**Task goal**
Reproduce precisely the lines of the material below from the line containing "Would you mind annotating the red sail" up to and including its last line. Pictures must not be copied.

**Data rows**
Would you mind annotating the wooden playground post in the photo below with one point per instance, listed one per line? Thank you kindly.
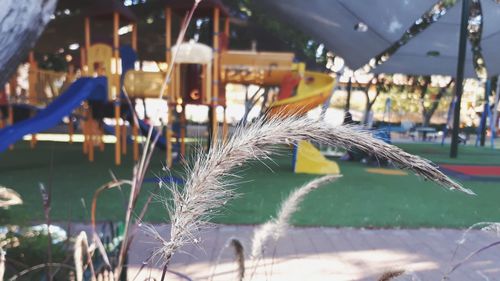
(183, 131)
(91, 135)
(87, 46)
(32, 91)
(11, 120)
(116, 45)
(168, 57)
(215, 84)
(85, 128)
(12, 90)
(225, 128)
(226, 28)
(135, 128)
(69, 78)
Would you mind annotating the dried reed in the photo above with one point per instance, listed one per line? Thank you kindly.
(208, 184)
(276, 227)
(82, 249)
(9, 197)
(239, 257)
(390, 275)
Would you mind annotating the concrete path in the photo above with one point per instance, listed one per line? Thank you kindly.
(321, 253)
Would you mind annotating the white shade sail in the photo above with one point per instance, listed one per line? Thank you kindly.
(193, 52)
(333, 23)
(432, 51)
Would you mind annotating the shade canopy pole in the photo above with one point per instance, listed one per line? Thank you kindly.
(459, 77)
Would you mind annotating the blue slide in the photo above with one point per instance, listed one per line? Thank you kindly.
(82, 89)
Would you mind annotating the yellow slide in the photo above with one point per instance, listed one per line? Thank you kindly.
(314, 89)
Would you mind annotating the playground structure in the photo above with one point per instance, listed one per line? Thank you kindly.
(109, 78)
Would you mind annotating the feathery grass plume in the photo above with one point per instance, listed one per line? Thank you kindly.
(9, 197)
(207, 185)
(147, 153)
(277, 227)
(239, 257)
(390, 275)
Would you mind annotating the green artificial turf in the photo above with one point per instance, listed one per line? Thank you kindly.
(359, 199)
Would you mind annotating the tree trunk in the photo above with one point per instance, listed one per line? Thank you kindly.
(21, 23)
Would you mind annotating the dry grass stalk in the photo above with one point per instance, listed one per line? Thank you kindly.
(207, 184)
(390, 275)
(147, 153)
(8, 197)
(82, 249)
(276, 227)
(239, 257)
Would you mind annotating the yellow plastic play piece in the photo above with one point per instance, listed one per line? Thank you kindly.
(309, 160)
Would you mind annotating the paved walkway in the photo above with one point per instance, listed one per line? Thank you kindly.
(329, 254)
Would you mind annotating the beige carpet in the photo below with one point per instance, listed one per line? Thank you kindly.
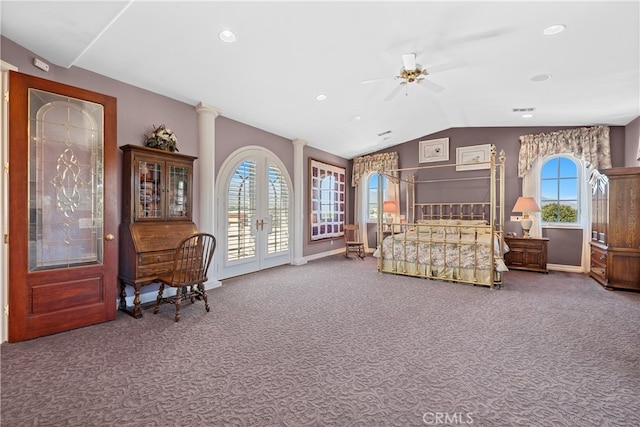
(334, 343)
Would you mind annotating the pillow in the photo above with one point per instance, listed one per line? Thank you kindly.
(473, 222)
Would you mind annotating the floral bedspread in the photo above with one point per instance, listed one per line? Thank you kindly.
(434, 250)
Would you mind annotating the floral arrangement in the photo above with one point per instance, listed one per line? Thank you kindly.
(162, 138)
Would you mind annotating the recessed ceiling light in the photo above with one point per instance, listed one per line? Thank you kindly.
(227, 36)
(540, 77)
(554, 29)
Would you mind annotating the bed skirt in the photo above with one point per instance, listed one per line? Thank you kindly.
(455, 274)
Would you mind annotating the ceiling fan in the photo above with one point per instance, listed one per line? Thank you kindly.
(411, 72)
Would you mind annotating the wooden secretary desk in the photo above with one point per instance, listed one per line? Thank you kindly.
(156, 216)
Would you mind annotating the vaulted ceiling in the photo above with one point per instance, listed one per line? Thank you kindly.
(489, 63)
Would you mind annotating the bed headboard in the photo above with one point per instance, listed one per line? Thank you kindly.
(433, 211)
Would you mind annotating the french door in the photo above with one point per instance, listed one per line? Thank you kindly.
(256, 213)
(62, 207)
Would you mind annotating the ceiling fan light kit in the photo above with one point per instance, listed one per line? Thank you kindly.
(411, 72)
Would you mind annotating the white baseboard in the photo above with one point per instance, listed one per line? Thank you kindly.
(324, 254)
(566, 268)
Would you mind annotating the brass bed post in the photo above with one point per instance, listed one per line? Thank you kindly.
(379, 223)
(502, 172)
(492, 217)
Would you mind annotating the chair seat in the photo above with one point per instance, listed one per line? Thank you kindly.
(352, 241)
(191, 262)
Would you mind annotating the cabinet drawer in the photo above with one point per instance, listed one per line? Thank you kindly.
(155, 257)
(155, 270)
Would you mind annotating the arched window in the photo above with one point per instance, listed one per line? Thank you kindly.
(372, 195)
(560, 191)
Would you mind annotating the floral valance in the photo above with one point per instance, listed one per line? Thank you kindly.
(588, 144)
(383, 162)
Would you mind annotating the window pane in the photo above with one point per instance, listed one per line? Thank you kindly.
(568, 189)
(567, 168)
(550, 169)
(559, 191)
(549, 190)
(372, 201)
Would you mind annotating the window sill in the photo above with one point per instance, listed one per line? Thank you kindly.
(564, 226)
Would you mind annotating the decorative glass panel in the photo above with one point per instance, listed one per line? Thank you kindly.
(150, 190)
(278, 212)
(241, 212)
(178, 191)
(66, 171)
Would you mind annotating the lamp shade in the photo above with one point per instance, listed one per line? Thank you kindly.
(526, 204)
(389, 206)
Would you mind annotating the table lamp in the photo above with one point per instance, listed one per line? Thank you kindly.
(389, 207)
(526, 205)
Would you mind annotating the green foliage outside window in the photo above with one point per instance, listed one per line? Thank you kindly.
(555, 212)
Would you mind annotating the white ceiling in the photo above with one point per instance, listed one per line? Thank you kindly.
(483, 54)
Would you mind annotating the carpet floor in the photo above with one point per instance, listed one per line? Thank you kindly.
(334, 343)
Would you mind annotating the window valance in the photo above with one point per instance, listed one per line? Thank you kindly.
(588, 144)
(374, 163)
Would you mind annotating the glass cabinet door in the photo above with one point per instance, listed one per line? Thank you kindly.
(179, 192)
(150, 190)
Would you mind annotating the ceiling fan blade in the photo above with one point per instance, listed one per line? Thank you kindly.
(409, 61)
(395, 92)
(451, 65)
(428, 84)
(364, 82)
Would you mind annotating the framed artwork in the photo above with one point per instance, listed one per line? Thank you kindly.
(327, 189)
(434, 150)
(473, 157)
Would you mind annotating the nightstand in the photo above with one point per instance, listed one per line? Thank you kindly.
(527, 254)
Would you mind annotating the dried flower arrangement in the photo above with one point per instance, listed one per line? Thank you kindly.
(162, 138)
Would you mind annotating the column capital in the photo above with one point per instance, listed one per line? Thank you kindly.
(300, 142)
(203, 108)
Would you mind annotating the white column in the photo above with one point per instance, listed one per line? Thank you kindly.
(207, 177)
(298, 201)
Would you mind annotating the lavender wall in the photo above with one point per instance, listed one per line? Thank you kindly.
(139, 109)
(565, 245)
(632, 139)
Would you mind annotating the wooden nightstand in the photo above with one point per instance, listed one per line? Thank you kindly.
(527, 254)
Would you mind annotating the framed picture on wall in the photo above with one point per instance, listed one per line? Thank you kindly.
(473, 157)
(434, 150)
(327, 190)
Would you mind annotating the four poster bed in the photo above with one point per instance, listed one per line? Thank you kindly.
(459, 242)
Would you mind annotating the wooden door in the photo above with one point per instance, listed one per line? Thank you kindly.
(62, 209)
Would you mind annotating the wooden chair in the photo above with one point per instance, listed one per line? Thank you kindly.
(352, 242)
(191, 262)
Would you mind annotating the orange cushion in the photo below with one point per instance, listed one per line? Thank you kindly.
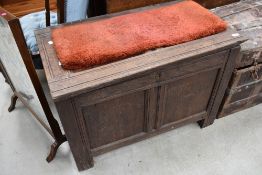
(94, 43)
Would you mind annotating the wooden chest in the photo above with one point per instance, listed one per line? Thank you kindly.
(120, 103)
(244, 89)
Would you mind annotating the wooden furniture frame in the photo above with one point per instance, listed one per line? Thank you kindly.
(102, 7)
(54, 129)
(21, 8)
(245, 87)
(117, 104)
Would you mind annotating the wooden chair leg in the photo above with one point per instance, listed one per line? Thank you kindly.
(13, 103)
(54, 148)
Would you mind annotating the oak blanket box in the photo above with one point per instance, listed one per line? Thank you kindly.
(113, 105)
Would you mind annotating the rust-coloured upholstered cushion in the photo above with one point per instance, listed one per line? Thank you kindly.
(89, 44)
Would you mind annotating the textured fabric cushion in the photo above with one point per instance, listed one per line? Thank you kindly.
(88, 44)
(76, 10)
(34, 21)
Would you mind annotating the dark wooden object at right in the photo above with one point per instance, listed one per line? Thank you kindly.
(245, 87)
(117, 104)
(101, 7)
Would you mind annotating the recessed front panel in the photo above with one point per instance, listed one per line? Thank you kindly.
(115, 119)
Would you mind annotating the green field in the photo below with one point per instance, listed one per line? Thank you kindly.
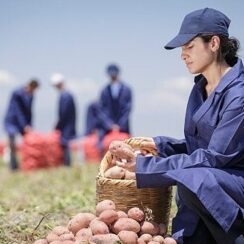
(31, 204)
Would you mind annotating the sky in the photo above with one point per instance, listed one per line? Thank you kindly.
(80, 38)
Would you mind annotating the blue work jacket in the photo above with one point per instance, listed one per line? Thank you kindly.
(18, 114)
(210, 160)
(66, 117)
(117, 110)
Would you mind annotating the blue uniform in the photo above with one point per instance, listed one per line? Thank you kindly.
(117, 109)
(19, 114)
(210, 160)
(96, 119)
(66, 117)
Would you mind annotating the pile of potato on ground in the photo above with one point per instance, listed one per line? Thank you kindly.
(108, 226)
(122, 153)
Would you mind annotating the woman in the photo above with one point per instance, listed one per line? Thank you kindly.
(208, 165)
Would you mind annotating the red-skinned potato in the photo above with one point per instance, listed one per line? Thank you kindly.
(151, 228)
(80, 221)
(98, 227)
(136, 214)
(108, 216)
(128, 237)
(146, 237)
(84, 234)
(141, 241)
(122, 214)
(41, 241)
(130, 175)
(60, 230)
(115, 172)
(162, 229)
(159, 239)
(56, 242)
(126, 224)
(104, 205)
(67, 237)
(52, 237)
(169, 240)
(104, 239)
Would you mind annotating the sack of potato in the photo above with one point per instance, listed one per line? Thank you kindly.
(119, 185)
(108, 226)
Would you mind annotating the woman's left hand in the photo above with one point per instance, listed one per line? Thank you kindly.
(130, 166)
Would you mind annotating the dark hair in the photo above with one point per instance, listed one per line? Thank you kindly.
(34, 83)
(228, 47)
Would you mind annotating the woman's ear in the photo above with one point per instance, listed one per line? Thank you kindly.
(215, 43)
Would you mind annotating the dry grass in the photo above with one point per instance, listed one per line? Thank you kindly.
(31, 204)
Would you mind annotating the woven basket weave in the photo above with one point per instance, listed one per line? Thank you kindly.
(125, 194)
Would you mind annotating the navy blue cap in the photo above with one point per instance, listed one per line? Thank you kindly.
(112, 69)
(202, 21)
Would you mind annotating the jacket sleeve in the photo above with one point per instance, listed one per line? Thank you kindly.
(225, 149)
(168, 146)
(125, 110)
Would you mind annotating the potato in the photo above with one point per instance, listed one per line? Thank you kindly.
(122, 150)
(84, 234)
(115, 172)
(104, 205)
(60, 230)
(80, 221)
(98, 227)
(56, 242)
(169, 240)
(104, 239)
(52, 237)
(141, 241)
(162, 229)
(126, 224)
(122, 214)
(159, 239)
(136, 214)
(68, 237)
(146, 237)
(108, 216)
(67, 242)
(128, 237)
(151, 228)
(130, 175)
(41, 241)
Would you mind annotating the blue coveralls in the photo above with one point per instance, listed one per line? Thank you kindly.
(209, 162)
(66, 122)
(17, 117)
(117, 110)
(102, 115)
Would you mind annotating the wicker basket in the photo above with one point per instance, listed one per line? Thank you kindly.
(125, 194)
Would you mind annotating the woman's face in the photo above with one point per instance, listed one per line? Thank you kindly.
(198, 55)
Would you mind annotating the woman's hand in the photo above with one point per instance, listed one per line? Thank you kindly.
(130, 166)
(148, 145)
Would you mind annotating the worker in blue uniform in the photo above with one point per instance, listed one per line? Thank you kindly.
(18, 118)
(66, 123)
(207, 166)
(116, 103)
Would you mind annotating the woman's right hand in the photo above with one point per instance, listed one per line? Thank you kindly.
(148, 145)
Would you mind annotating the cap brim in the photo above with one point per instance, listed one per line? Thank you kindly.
(179, 40)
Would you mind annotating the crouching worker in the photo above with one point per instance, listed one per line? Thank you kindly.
(208, 165)
(66, 115)
(18, 118)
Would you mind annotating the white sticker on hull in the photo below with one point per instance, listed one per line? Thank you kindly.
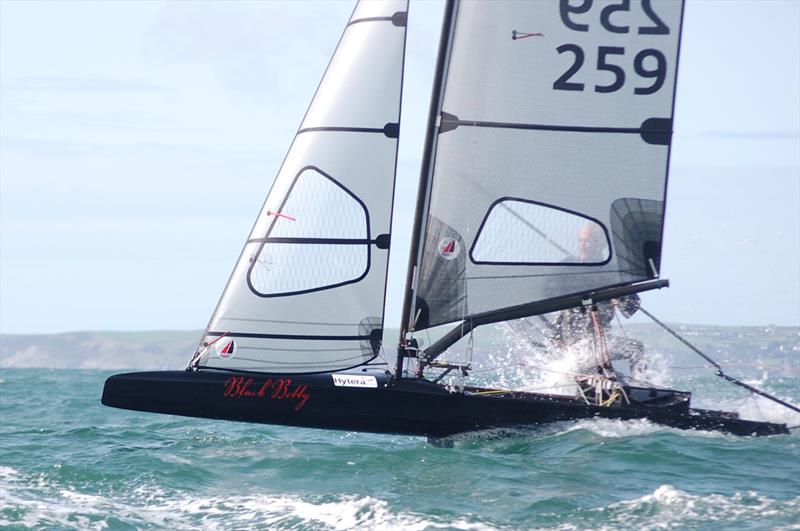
(354, 380)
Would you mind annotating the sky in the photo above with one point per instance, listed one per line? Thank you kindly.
(139, 139)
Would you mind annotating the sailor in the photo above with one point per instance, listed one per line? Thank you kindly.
(574, 325)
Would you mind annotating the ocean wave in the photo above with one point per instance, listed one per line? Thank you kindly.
(42, 503)
(671, 508)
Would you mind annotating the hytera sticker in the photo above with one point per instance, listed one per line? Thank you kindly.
(449, 248)
(354, 380)
(227, 349)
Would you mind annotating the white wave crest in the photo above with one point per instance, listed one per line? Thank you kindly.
(46, 505)
(670, 508)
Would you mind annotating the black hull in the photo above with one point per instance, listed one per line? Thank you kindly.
(407, 407)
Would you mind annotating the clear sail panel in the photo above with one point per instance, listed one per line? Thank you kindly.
(549, 174)
(306, 294)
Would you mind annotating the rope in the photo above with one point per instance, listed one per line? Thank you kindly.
(720, 372)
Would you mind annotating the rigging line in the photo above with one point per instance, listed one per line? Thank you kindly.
(720, 372)
(535, 229)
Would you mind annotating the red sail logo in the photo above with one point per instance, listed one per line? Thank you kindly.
(449, 248)
(228, 350)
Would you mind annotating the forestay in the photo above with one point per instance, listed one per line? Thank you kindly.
(550, 154)
(307, 292)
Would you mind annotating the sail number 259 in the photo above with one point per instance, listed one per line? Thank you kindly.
(649, 63)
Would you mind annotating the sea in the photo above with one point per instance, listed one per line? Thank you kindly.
(67, 462)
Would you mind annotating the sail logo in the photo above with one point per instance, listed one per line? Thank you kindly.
(354, 380)
(449, 248)
(228, 350)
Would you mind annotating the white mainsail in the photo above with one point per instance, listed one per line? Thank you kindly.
(307, 292)
(554, 126)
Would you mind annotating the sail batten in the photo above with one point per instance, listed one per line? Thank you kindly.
(307, 292)
(548, 168)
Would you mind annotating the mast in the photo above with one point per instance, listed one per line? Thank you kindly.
(426, 171)
(428, 159)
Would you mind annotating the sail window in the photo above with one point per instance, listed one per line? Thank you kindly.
(522, 232)
(318, 239)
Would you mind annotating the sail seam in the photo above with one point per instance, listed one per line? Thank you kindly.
(448, 125)
(331, 241)
(289, 336)
(391, 129)
(399, 19)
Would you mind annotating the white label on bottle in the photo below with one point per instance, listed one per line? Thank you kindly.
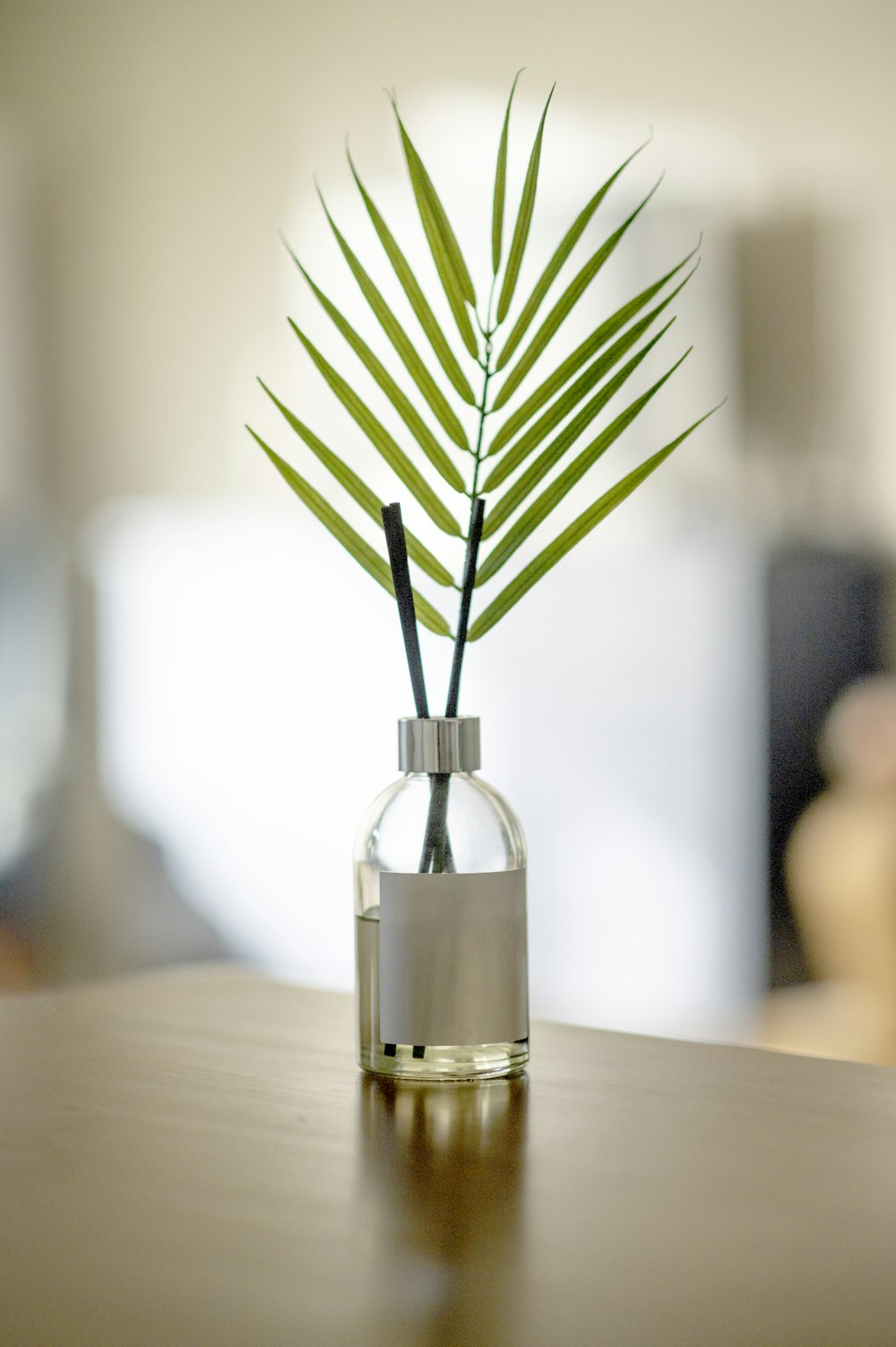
(453, 966)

**Correct answer**
Would you mind annotating the red sail logo in the photo above with one point per instance, listed one per line? Thank you kindly.
(449, 248)
(228, 350)
Would you mind annotating the forestay in the photo above with one point per instance, listed one per line? Thank you kindly.
(550, 154)
(307, 292)
Would you mind annotating the sail number 259 in the photo above with one point per instance, listed one per line? Thank you kindly.
(649, 63)
Would you mind annotating the sea in the photo above with one point per instance, listed one per line? Thank you kindly.
(67, 462)
Would you mind annotating the sail logo in the photo above with one point per instance, listed one per line? Thank you kindly.
(354, 380)
(449, 248)
(228, 350)
Would you mind annotating the white mainsail in the photo above with one point per instance, listed one per line? Thank you kindly.
(307, 292)
(554, 126)
Would you mind annotating the sail batten in the photo above with one point per instance, listed one per line? Thank you kindly.
(307, 292)
(548, 168)
Would you mind annotating the mast in the photo above with one point per instance, listed one per line? Thank you kindly.
(426, 171)
(428, 159)
Would you mind annotating the sail window in the photo above with one point per instance, listed one per line? Thank you kindly.
(522, 232)
(318, 239)
Would you mind annotating the sail seam in the photo above with one point per instance, listed one per line? Thank you kindly.
(448, 125)
(331, 241)
(289, 336)
(391, 129)
(399, 19)
Would you mind annotating the white label on bottle in the photo below with one point per instance, listed one per line? Thank you kindly.
(453, 966)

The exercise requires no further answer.